Source records:
————————
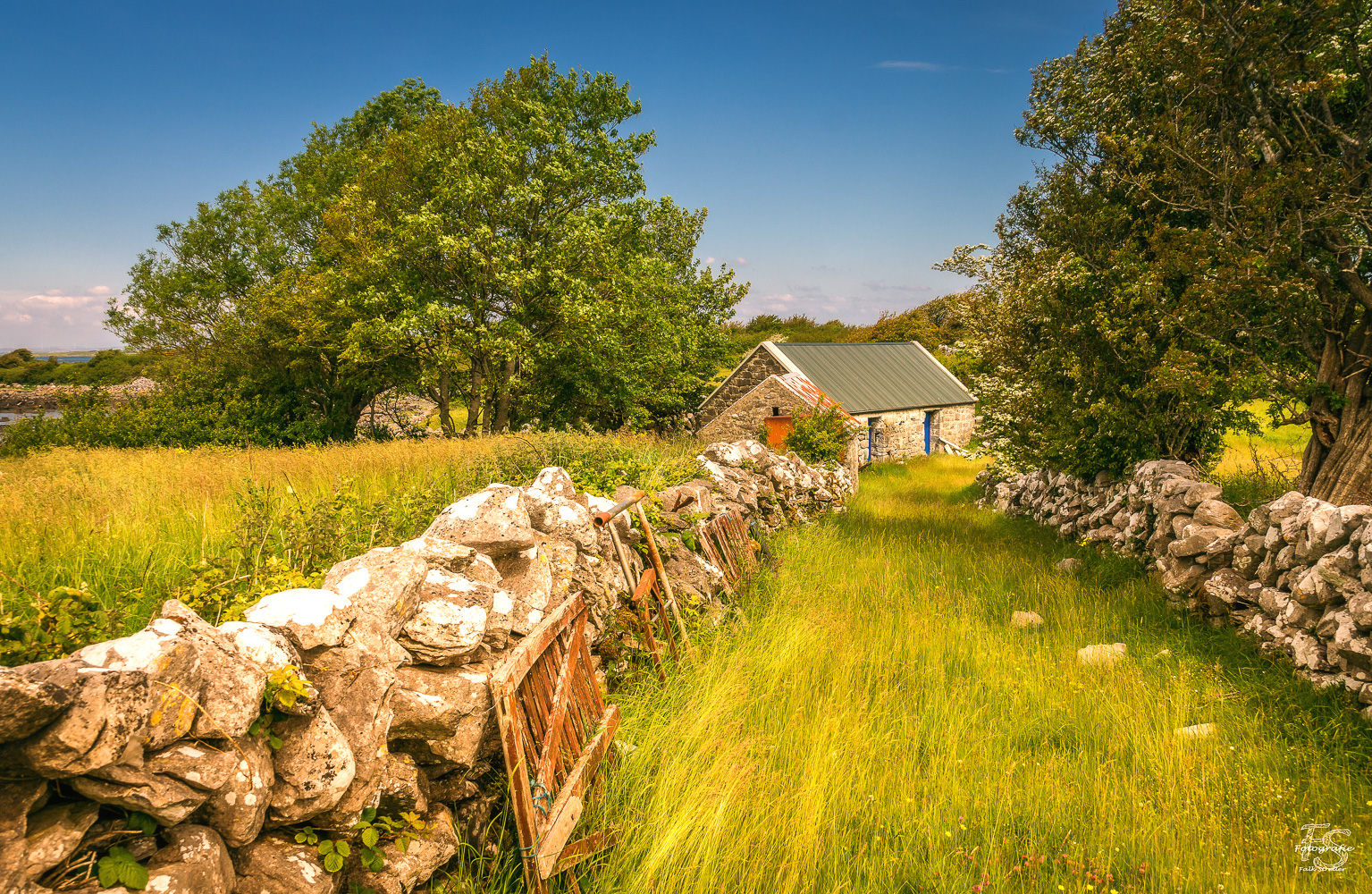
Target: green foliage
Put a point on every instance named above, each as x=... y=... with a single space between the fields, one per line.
x=284 y=688
x=118 y=867
x=105 y=367
x=821 y=435
x=1208 y=215
x=505 y=250
x=54 y=625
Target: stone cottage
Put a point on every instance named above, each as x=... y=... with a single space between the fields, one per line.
x=905 y=401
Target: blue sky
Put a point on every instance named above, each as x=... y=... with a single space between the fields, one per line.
x=840 y=148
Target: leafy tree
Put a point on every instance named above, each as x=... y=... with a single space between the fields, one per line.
x=1231 y=140
x=221 y=296
x=508 y=240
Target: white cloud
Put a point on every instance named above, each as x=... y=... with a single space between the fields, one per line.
x=54 y=299
x=54 y=319
x=881 y=286
x=908 y=64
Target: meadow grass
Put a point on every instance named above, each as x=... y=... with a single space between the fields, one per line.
x=877 y=725
x=223 y=527
x=1259 y=468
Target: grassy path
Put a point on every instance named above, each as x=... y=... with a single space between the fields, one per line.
x=879 y=727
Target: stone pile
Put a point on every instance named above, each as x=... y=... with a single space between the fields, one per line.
x=1294 y=574
x=376 y=692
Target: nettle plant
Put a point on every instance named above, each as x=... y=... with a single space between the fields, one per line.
x=284 y=687
x=369 y=835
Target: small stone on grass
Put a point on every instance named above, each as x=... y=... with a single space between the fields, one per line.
x=1102 y=655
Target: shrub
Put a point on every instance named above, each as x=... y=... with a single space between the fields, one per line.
x=820 y=437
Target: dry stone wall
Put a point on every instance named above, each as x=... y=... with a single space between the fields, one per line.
x=377 y=684
x=1294 y=574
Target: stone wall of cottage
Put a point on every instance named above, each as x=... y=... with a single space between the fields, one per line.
x=740 y=382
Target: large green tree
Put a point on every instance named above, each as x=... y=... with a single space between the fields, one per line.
x=221 y=294
x=508 y=240
x=1230 y=139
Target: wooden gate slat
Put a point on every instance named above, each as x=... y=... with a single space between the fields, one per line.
x=575 y=784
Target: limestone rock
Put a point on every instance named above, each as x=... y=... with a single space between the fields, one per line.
x=107 y=716
x=1199 y=492
x=195 y=861
x=1180 y=576
x=274 y=864
x=554 y=510
x=313 y=768
x=239 y=807
x=1195 y=538
x=442 y=704
x=18 y=799
x=450 y=620
x=407 y=871
x=309 y=617
x=441 y=553
x=195 y=763
x=54 y=834
x=231 y=692
x=1227 y=586
x=172 y=663
x=1359 y=606
x=382 y=586
x=262 y=645
x=528 y=580
x=1216 y=514
x=28 y=704
x=357 y=692
x=404 y=787
x=162 y=798
x=1102 y=655
x=492 y=520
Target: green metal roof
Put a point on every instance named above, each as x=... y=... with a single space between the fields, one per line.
x=874 y=376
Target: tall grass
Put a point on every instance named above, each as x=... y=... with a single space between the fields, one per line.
x=1259 y=468
x=880 y=727
x=220 y=527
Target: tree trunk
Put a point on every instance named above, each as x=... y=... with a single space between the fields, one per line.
x=474 y=401
x=1336 y=464
x=445 y=402
x=502 y=405
x=1342 y=474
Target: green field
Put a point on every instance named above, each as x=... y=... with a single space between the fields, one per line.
x=94 y=541
x=880 y=727
x=1259 y=468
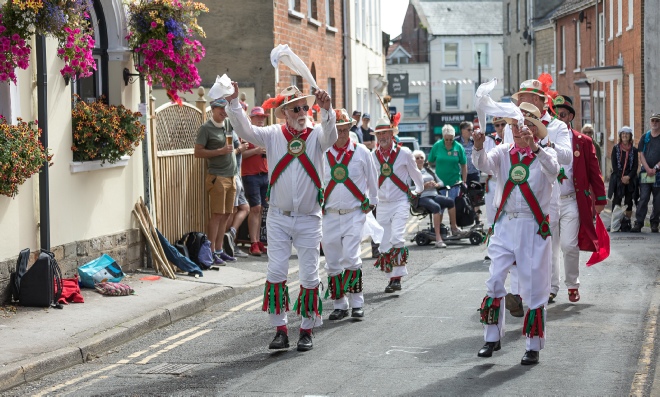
————————
What the task asks: Drop the images; return the entries above exactly as they appear.

Worked solution:
Target: green foliage
Put a point on every instance named above, each as x=... y=... with a single space between the fields, one per line.
x=284 y=688
x=118 y=867
x=105 y=367
x=821 y=435
x=1208 y=215
x=505 y=250
x=54 y=625
Target: stone cottage
Put a point on every instance named above, each as x=... y=... with a single space between the fields, one per line.
x=905 y=401
Target: blue sky
Put a point on every instance named above, each as x=... y=... with a single space between the fields, one per line.
x=840 y=148
Target: leafy tree
Put a point on every instance named above, each as x=... y=... with a single space between the fields, one per line.
x=1231 y=140
x=221 y=296
x=508 y=240
Target: white cloud
Put a point on every instance named above, each as x=... y=... with a single space between the fields, one per line.
x=54 y=299
x=54 y=319
x=881 y=286
x=908 y=64
Target: meadow grass
Put a point on every instance named above, each as x=... y=... with a single space between the fields, one per line.
x=877 y=725
x=223 y=527
x=1259 y=468
Target: grassy path
Put a point on every instance named above, each as x=... y=... with a single space between the fields, one per line.
x=879 y=727
Target: stone pile
Put a point on every instance named above, each as x=... y=... with a single space between the fields, one per line.
x=1294 y=574
x=376 y=692
Target: nettle plant
Put a point on every instance named above, each as x=... y=... with a single space between the fields, one per line.
x=284 y=687
x=369 y=835
Target: small stone on grass
Put a point on every instance named above, each as x=... y=... with a single space between the fields, one per line.
x=1102 y=655
Target: shrub
Put a point on every instance named above, each as x=... y=... with a single space between the fields, one per line.
x=820 y=437
Target: dry stone wall
Put a point on every instance named above, each as x=... y=... with a single space between the fields, one per line.
x=377 y=684
x=1294 y=574
Target: stone wall of cottage
Put a point on every instance named above, each as x=... y=... with a single space between the fields, one per line.
x=740 y=382
Target: large green tree
Put a point on every instance named above, each as x=... y=... with a single space between the fields, one per line.
x=221 y=294
x=508 y=240
x=1230 y=139
Target: wooden gate slat
Put a point on every instance named above, each as x=... y=... with a single space between the fields, one per line.
x=575 y=784
Target: limestone rock
Put a point on every instance named above, each as x=... y=... with a single space between the fields, one per line.
x=107 y=716
x=1199 y=492
x=195 y=861
x=1180 y=576
x=274 y=864
x=554 y=510
x=313 y=768
x=239 y=807
x=1195 y=538
x=442 y=704
x=18 y=799
x=450 y=620
x=407 y=871
x=309 y=617
x=441 y=553
x=195 y=763
x=54 y=834
x=231 y=692
x=1227 y=586
x=172 y=663
x=1359 y=606
x=382 y=586
x=262 y=645
x=528 y=580
x=1216 y=514
x=28 y=704
x=357 y=692
x=404 y=787
x=162 y=798
x=1102 y=655
x=492 y=520
Target: green metal roof
Put a point on every instance named above, each as x=... y=... with a single space between the fields, one per line.
x=874 y=376
Target: tall grass
Put a point on every instance named above, each as x=... y=... with a single space between the fields, one per line.
x=1259 y=468
x=880 y=727
x=220 y=527
Target: tree trunk
Put a point on every instance named above, each as x=... y=... with a single space between the fields, one per line.
x=474 y=401
x=1336 y=464
x=445 y=402
x=502 y=405
x=1342 y=474
Target: green field
Put a point on every instance named above, each as x=... y=... with a single space between the fields, one per line.
x=94 y=541
x=880 y=727
x=1259 y=468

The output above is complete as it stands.